> [TASK TO COMPLETE] Reproduce every line of the material below word for word, leaving out the pictures.

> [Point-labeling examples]

┏━━

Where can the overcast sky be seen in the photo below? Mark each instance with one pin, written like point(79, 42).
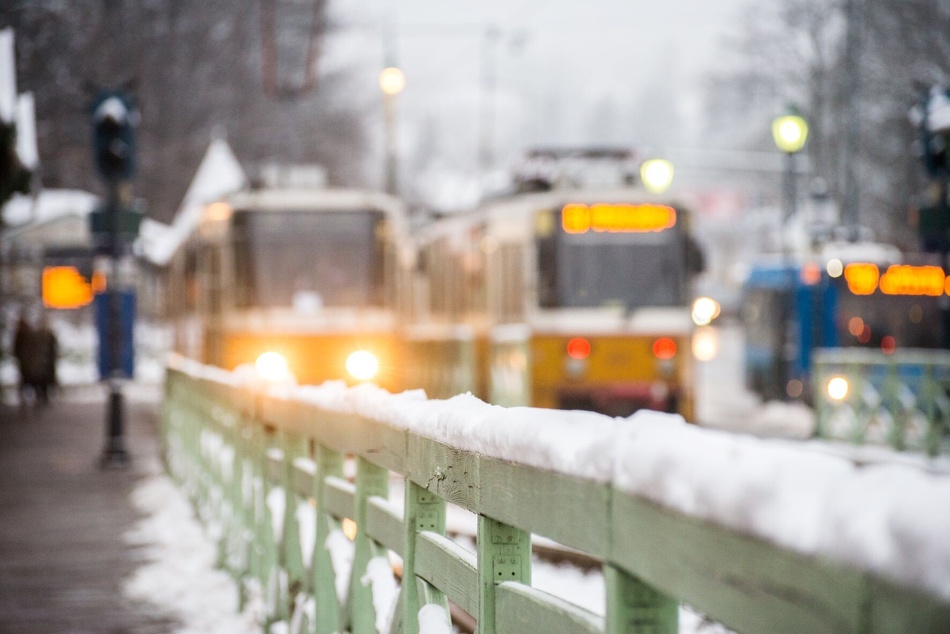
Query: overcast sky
point(600, 71)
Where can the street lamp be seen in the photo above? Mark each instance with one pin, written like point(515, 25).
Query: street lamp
point(789, 132)
point(392, 81)
point(657, 175)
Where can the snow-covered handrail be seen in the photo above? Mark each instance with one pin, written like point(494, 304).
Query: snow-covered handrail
point(762, 536)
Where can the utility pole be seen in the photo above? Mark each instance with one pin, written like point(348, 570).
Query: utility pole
point(853, 133)
point(487, 99)
point(114, 226)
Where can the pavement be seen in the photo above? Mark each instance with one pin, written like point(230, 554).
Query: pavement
point(63, 558)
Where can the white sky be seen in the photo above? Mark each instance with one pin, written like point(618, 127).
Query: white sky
point(592, 72)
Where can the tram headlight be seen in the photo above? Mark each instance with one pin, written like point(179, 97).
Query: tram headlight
point(272, 367)
point(362, 365)
point(837, 388)
point(705, 309)
point(705, 343)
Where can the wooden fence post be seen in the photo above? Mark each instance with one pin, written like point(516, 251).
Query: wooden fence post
point(634, 607)
point(371, 480)
point(425, 511)
point(504, 554)
point(327, 610)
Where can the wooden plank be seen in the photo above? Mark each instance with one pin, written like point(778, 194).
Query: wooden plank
point(450, 568)
point(504, 554)
point(520, 608)
point(340, 498)
point(569, 510)
point(746, 584)
point(450, 473)
point(634, 607)
point(384, 524)
point(895, 610)
point(423, 511)
point(379, 443)
point(304, 471)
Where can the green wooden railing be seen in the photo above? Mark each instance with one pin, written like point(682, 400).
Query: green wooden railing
point(899, 399)
point(243, 455)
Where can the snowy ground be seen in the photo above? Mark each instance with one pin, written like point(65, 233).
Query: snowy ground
point(178, 555)
point(178, 576)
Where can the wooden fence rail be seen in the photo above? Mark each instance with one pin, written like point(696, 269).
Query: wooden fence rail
point(267, 475)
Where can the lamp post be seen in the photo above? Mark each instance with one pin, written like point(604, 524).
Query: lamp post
point(789, 132)
point(392, 81)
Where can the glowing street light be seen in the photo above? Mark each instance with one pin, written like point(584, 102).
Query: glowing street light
point(657, 175)
point(790, 132)
point(392, 81)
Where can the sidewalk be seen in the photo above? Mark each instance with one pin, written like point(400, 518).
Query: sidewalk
point(62, 519)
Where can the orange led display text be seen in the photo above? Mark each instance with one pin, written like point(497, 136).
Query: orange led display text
point(616, 218)
point(901, 279)
point(898, 279)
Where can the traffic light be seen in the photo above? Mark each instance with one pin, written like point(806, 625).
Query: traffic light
point(14, 176)
point(113, 125)
point(932, 116)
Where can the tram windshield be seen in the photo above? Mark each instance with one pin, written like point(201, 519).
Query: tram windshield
point(629, 269)
point(887, 321)
point(308, 259)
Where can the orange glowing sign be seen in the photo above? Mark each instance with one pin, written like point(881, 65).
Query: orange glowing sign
point(64, 287)
point(617, 218)
point(902, 279)
point(899, 279)
point(862, 278)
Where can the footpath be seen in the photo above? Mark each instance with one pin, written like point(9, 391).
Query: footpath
point(63, 558)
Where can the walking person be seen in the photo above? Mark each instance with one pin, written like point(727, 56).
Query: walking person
point(22, 344)
point(47, 351)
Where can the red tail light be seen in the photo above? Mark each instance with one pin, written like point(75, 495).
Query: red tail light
point(664, 348)
point(578, 348)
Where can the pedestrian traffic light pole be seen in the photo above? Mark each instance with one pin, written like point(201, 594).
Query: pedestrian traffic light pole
point(113, 147)
point(932, 117)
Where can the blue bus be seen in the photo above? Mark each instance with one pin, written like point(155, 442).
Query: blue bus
point(790, 308)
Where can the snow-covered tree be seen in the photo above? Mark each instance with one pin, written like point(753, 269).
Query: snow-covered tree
point(194, 68)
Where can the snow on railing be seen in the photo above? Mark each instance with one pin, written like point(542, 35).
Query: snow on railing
point(761, 535)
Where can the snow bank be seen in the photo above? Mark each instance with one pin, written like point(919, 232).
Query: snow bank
point(178, 575)
point(889, 518)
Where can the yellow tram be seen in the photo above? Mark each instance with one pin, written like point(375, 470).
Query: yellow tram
point(566, 298)
point(299, 276)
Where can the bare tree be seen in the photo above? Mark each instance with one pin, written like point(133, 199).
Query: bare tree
point(794, 52)
point(193, 67)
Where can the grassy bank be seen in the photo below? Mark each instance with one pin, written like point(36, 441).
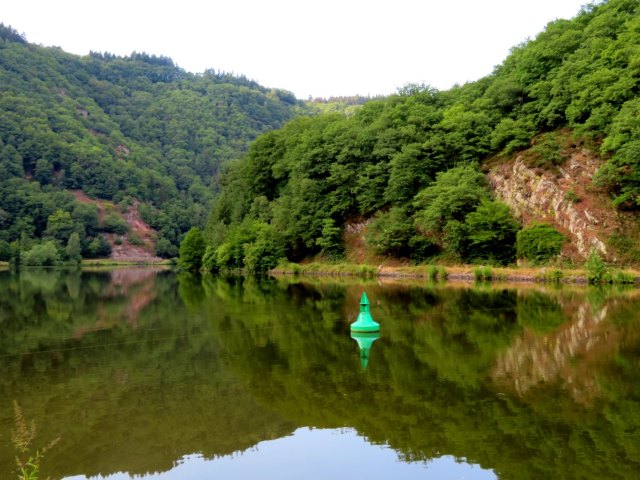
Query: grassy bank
point(109, 262)
point(458, 273)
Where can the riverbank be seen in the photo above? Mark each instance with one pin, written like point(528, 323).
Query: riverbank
point(465, 273)
point(110, 262)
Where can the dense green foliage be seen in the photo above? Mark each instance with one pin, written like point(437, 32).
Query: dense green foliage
point(539, 243)
point(119, 128)
point(575, 83)
point(192, 250)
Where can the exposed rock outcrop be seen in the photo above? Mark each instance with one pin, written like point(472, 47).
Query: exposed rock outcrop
point(564, 198)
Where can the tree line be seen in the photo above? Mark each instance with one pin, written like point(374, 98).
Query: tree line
point(411, 165)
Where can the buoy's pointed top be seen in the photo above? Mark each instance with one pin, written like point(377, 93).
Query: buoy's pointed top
point(364, 300)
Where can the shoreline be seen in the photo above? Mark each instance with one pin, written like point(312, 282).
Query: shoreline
point(462, 273)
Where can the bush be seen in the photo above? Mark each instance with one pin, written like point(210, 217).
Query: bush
point(265, 252)
point(192, 249)
point(481, 273)
point(491, 231)
point(390, 233)
point(597, 270)
point(43, 255)
point(209, 263)
point(539, 243)
point(98, 247)
point(5, 251)
point(114, 223)
point(166, 249)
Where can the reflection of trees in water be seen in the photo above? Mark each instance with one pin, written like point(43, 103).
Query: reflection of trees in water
point(216, 365)
point(566, 341)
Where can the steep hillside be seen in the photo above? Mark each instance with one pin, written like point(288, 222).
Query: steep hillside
point(412, 165)
point(564, 197)
point(135, 128)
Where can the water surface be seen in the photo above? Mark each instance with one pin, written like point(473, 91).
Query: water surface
point(146, 373)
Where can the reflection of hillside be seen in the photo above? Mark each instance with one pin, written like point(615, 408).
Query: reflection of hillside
point(215, 366)
point(571, 354)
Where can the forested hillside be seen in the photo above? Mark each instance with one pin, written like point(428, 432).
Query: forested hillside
point(412, 167)
point(124, 129)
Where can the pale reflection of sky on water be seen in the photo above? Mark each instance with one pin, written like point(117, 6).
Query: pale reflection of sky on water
point(313, 453)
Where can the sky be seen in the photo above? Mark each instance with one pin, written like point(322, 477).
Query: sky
point(309, 47)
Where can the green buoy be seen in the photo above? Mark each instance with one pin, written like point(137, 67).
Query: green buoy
point(364, 323)
point(365, 340)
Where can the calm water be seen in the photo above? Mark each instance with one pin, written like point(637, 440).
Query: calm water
point(143, 373)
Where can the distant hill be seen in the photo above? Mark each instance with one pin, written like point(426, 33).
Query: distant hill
point(120, 129)
point(411, 168)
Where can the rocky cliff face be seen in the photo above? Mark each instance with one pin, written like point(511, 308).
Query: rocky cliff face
point(564, 198)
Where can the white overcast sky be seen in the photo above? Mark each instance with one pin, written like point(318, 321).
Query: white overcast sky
point(310, 47)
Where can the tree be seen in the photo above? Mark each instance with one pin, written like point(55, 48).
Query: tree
point(491, 230)
point(454, 194)
point(43, 255)
point(539, 243)
point(192, 249)
point(73, 249)
point(59, 226)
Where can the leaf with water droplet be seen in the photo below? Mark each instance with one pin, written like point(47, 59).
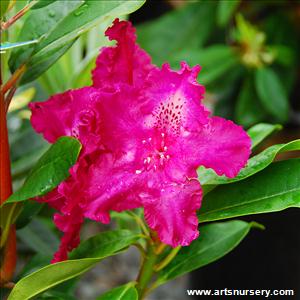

┗━━

> [EXERCISE RESULT]
Where can the overcast sky be seen in the photo below? Mark each instance with one pin, written like point(79, 42).
Query: overcast sky
point(600, 71)
Where can the street lamp be seen in the photo above? Mark each instance with one pin, written like point(515, 25).
Query: street lamp
point(789, 132)
point(392, 81)
point(657, 175)
Where can the snow-covered handrail be seen in the photo above? Mark each instance with one pin, written like point(494, 304).
Query: snow-covered handrail
point(762, 536)
Where can the utility pole be seen in the photo above? Mark each instance with one pin, written like point(348, 570).
Query: utility pole
point(853, 133)
point(487, 99)
point(114, 226)
Where can the pavement be seen in the photo above? Mark each instance with one pin, written like point(230, 554).
Query: pavement
point(63, 558)
Where can the white sky be seen in the photo above? Mark each instance with one pin, written like point(618, 127).
Query: white sky
point(592, 72)
Where can the tram headlight be seen in the photo above? Mark each instance with one pin, written like point(179, 97).
Query: tram headlight
point(272, 367)
point(362, 365)
point(837, 388)
point(705, 309)
point(705, 343)
Where can the wooden fence post be seen in the photo above? Mark each instance with one pin, written like point(516, 251).
Query: wooden fence post
point(634, 607)
point(371, 480)
point(425, 511)
point(504, 554)
point(327, 610)
Where can the wooden plank be seen in the photo above? Mark each instance with one pin, written like point(778, 194).
Query: wooden plank
point(450, 568)
point(504, 554)
point(520, 608)
point(340, 498)
point(569, 510)
point(746, 584)
point(450, 473)
point(634, 607)
point(384, 524)
point(895, 610)
point(423, 511)
point(379, 443)
point(304, 471)
Where can the green wooden railing be seen in the photo above? Mark each instance with one pin, written like point(682, 400).
Query: green wooden railing
point(899, 399)
point(243, 455)
Where can the snowy ground be seen in the photo above? Mark each instance with one pin, written like point(65, 233).
Query: snowy ground
point(178, 555)
point(178, 576)
Where can the wooden fence rail be seen in the photo above? Mark each instance with one pin, written like point(696, 269).
Query: wooden fence rail
point(267, 475)
Where can the lamp post be seen in the photo above? Mark each instance with one pin, written like point(604, 524).
Query: lamp post
point(789, 132)
point(392, 81)
Where can the glowing street light be seen in the photo above? Mark each instance with one pin, written like point(584, 102).
Query: glowing street light
point(657, 175)
point(790, 132)
point(392, 81)
Where can the sidewalk be seen in the photo above? Mark each instance with one pin, written like point(400, 518).
Query: sidewalk
point(62, 519)
Where can the orange led display text be seen in the photo above? Mark each instance with one pin, written like point(497, 136).
Query: orange led display text
point(616, 218)
point(901, 279)
point(898, 279)
Where can the traffic light be seen in the photo above? Mark each instance with one pin, written like point(806, 625).
Query: traffic light
point(14, 176)
point(113, 125)
point(932, 116)
Where can the tram windshield be seen in the photo above? Mark each instance with one pin, written like point(201, 519).
Query: tram windshield
point(629, 269)
point(887, 321)
point(308, 259)
Where can the orange glowing sign be seen in the photo above? Mark each instance with one pin, written like point(881, 65).
Query: orange glowing sign
point(64, 287)
point(617, 218)
point(902, 279)
point(899, 279)
point(862, 278)
Where can the footpath be seen in the photo above? Mark each instance with one pin, written like point(9, 391).
Query: footpath
point(63, 558)
Where can the walking person be seen in the photo above? Mark each instance with one pin, written like point(727, 56).
Query: walking person
point(22, 344)
point(47, 351)
Where can the red tail light be seen in the photo above? Mark each instance with one pin, written like point(75, 495).
Query: red tail light
point(664, 348)
point(578, 348)
Where can the pedestrian traffic light pole be seen in the photo above? Mark each instance with one pin, written like point(201, 594).
Query: pedestrian traffic light pole
point(113, 147)
point(932, 117)
Where can the blue bus be seen in the photo above? Mark each instance with one pin, written like point(155, 442).
Query: blue bus
point(790, 308)
Where can the snow-covered tree be seen in the photo above? Mark each instance with one pin, written like point(753, 269).
Query: snow-covered tree
point(194, 68)
Where can the snow on railing be seen in the photo above? Mark each instance with one pin, written like point(542, 35).
Query: snow on railing
point(761, 535)
Where can the snow bank be seen in the photo above? Mark each instance with one pin, written like point(919, 232).
Query: snow bank
point(178, 575)
point(889, 518)
Where can the yellow tram be seen in the photo above? Mark each instance with one pin, written like point(375, 470).
Query: yellow tram
point(566, 298)
point(299, 276)
Where can the bare tree be seen in the photo above? Mark each instance with one pin, written like point(133, 199).
Query: bare tree
point(794, 52)
point(193, 67)
Where can the grassy bank be seen in the photo below? Mark each instance with one pin, written like point(36, 441).
Query: grassy bank
point(109, 262)
point(458, 273)
Where can the riverbank be seen in the photo above? Mark each instance with one pin, written like point(528, 323).
Query: riverbank
point(465, 273)
point(110, 262)
Where can the dense green foliage be seen in the photo above? Mark each instance with one pin, written like point(437, 32).
Query: dense green foliage
point(539, 243)
point(119, 128)
point(575, 83)
point(192, 250)
Where can the exposed rock outcrop be seen in the photo above? Mark each instance with one pin, written like point(472, 47).
Query: exposed rock outcrop
point(564, 198)
Where can the tree line be seen in the photo above? Mark each instance with one pin, written like point(374, 98).
Query: tree line
point(411, 165)
Where can the buoy's pointed top be seen in the photo above? Mark each instance with one pin, written like point(377, 93).
Query: buoy's pointed top
point(364, 300)
Where can the shoreline be seen in the photo above? Mark each instance with one pin, written like point(312, 282).
Query: shoreline
point(462, 273)
Where can the bush be seen in the photo above? Mark each instance with one pin, written like point(210, 217).
Query: bush
point(265, 252)
point(192, 249)
point(481, 273)
point(491, 231)
point(390, 233)
point(597, 270)
point(43, 255)
point(209, 263)
point(539, 243)
point(98, 247)
point(5, 251)
point(114, 223)
point(166, 249)
Where can the reflection of trees in water be seen in the photo above? Mark each instance with one pin, written like point(43, 103).
Query: reflection of trees in water
point(216, 365)
point(566, 341)
Where can the steep hillside be seen in the photo above? Mark each instance with one pin, written like point(288, 222).
Query: steep hillside
point(412, 165)
point(564, 197)
point(135, 128)
Where can the water surface be seen in the photo above? Mark each instance with one pin, written like point(473, 91).
Query: water surface
point(146, 373)
Where can the reflection of hillside be seen in the photo above? Mark each instance with one pin, written like point(615, 408).
Query: reflection of hillside
point(215, 366)
point(571, 354)
Where can the forested hillside be seen in the photo above? Mark each instance with one pin, written like point(428, 432).
Query: forested hillside
point(412, 167)
point(124, 129)
Where can the pale reflection of sky on water be seen in the photo above? Mark each instance with one pin, written like point(117, 6).
Query: pale reflection of sky on water
point(313, 453)
Where can the sky be seen in the photo above? Mark each instance with one pin, written like point(322, 477).
Query: sky
point(309, 47)
Where can the green buoy be seen in the photo above? Mark each instance with one pin, written like point(137, 67).
Query: green buoy
point(364, 323)
point(365, 340)
Where can the calm water be seen in the photo above? Mark each instance with one pin, written like point(637, 440).
Query: calm water
point(143, 373)
Where can the distant hill be seen in the photo above? Mark each instance with one pin, written like point(426, 33).
Query: distant hill
point(120, 129)
point(411, 168)
Where can the rocky cliff face be seen in the photo above? Mark each instance with one pin, written like point(511, 308).
Query: rocky cliff face
point(564, 198)
Where can the white overcast sky be seen in the photo above? Mark each instance with one pin, written like point(318, 321).
Query: white overcast sky
point(310, 47)
Where can the tree be seen in the photo above? Mark each instance with one pin, written like point(55, 48).
Query: tree
point(491, 230)
point(454, 194)
point(43, 255)
point(539, 243)
point(192, 249)
point(73, 249)
point(59, 226)
Where can the leaf with water droplet be seen in the photo below? Mark each instance with one pin, written like point(47, 59).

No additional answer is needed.